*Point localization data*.

*** Block opens ***

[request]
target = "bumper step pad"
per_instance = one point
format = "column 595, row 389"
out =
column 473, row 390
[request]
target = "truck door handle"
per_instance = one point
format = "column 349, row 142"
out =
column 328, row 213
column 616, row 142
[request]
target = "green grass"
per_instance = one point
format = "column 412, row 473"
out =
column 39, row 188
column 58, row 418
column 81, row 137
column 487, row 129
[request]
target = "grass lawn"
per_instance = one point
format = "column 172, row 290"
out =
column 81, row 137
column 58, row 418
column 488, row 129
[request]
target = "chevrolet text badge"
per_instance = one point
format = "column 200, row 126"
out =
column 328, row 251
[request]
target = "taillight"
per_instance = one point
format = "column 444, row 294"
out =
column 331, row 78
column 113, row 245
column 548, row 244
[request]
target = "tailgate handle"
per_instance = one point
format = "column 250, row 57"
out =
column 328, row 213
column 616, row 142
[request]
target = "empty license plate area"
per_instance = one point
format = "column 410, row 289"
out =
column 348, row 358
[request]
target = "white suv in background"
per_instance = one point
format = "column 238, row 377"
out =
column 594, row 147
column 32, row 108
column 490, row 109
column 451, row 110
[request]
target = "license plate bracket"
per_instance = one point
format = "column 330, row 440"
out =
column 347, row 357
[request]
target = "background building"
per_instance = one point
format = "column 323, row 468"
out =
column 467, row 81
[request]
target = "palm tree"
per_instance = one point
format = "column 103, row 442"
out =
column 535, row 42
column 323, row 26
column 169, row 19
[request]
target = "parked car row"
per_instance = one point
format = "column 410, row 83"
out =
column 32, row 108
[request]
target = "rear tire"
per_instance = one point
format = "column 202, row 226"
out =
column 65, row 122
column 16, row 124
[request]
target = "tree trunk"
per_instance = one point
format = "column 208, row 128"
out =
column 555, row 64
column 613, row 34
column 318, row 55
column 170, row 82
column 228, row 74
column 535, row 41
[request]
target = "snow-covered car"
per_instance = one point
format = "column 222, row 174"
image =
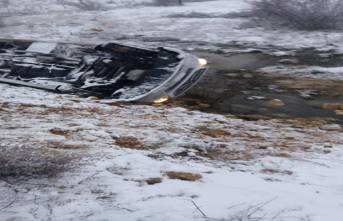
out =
column 114, row 71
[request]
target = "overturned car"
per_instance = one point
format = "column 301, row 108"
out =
column 114, row 71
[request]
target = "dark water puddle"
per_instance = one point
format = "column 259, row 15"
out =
column 234, row 86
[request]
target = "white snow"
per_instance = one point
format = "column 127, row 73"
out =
column 261, row 170
column 108, row 183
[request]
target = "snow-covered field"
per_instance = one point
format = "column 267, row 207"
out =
column 207, row 21
column 101, row 157
column 264, row 170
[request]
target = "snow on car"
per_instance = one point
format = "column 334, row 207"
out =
column 115, row 71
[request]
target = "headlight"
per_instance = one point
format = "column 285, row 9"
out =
column 161, row 100
column 202, row 62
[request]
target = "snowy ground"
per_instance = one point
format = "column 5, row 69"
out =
column 213, row 25
column 100, row 157
column 264, row 170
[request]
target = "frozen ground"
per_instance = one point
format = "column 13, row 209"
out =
column 67, row 158
column 203, row 22
column 264, row 170
column 212, row 25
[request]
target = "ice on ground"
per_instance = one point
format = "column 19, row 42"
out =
column 280, row 170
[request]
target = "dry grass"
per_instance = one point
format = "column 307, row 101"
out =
column 183, row 176
column 276, row 171
column 33, row 161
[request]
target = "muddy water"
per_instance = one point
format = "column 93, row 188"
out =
column 234, row 86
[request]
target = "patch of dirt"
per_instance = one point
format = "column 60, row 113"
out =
column 183, row 176
column 214, row 133
column 65, row 146
column 153, row 181
column 129, row 142
column 275, row 171
column 33, row 161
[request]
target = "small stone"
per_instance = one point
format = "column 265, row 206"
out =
column 153, row 181
column 326, row 151
column 93, row 98
column 276, row 103
column 339, row 112
column 248, row 76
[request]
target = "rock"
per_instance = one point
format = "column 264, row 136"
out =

*** Block closes ***

*WHAT TO PRODUCE*.
Considering the entries above, how many lines contain "background"? Give that number with nothing else.

*TASK OUTPUT*.
2